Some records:

⁂

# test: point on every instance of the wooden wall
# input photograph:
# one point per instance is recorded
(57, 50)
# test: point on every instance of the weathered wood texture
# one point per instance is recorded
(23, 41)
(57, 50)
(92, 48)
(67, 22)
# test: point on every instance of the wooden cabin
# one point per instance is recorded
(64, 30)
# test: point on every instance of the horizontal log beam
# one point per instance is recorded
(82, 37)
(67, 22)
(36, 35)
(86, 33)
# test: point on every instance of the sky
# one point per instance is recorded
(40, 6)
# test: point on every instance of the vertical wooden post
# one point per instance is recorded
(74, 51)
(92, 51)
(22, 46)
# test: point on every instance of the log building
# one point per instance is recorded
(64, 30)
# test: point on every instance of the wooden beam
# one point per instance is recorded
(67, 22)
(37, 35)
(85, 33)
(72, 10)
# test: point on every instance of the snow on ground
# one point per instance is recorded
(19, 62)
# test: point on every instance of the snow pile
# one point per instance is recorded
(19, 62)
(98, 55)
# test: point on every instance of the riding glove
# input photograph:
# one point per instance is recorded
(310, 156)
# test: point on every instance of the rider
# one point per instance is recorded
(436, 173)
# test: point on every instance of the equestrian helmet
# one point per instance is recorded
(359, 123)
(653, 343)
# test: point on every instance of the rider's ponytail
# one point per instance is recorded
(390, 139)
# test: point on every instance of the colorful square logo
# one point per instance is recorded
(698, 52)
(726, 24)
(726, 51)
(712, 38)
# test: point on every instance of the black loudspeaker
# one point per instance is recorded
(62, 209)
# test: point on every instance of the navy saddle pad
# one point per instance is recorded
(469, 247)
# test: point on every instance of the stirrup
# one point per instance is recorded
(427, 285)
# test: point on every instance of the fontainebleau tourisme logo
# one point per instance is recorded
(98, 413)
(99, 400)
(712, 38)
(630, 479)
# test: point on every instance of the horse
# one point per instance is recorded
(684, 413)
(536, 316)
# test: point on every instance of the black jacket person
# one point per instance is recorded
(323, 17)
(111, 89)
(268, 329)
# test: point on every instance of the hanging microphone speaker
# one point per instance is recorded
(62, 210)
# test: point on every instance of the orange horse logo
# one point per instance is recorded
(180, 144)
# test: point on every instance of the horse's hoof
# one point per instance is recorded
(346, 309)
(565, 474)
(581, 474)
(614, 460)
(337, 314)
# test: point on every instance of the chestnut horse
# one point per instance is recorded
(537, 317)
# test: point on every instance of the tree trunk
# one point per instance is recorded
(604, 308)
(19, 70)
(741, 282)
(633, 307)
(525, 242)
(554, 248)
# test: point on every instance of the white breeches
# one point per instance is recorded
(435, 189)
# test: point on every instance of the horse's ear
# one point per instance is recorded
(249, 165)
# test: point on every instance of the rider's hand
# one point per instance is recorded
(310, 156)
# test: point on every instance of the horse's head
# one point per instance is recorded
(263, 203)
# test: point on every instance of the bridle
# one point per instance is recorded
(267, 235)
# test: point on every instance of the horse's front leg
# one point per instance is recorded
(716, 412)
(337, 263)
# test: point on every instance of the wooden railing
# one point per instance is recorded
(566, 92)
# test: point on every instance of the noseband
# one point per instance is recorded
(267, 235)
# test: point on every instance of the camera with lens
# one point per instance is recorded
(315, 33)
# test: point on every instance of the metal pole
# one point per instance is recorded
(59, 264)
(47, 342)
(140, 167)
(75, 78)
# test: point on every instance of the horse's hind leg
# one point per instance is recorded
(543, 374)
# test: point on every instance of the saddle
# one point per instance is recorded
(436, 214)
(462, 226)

⁂

• **Aim of the task**
Output only the lines from the one holding "# test: point on every instance of the wooden railing" through the last line above, exactly as they appear.

• **Output for this task**
# test: point on every instance of the wooden railing
# one point per instance is recorded
(566, 92)
# test: point on every instance of the noseband
# one point per instance is recorded
(267, 235)
# test: point on every instance of the camera with lens
# one point per instance is recorded
(315, 33)
# test: point on every instance of the metal pole
# one point per instance is recorded
(59, 264)
(47, 342)
(140, 167)
(75, 78)
# test: point on every instance of the horse's hind leg
# one point per instance is recorded
(543, 374)
# test: point on every instance of the saddle
# one point per instance is recorded
(436, 214)
(462, 226)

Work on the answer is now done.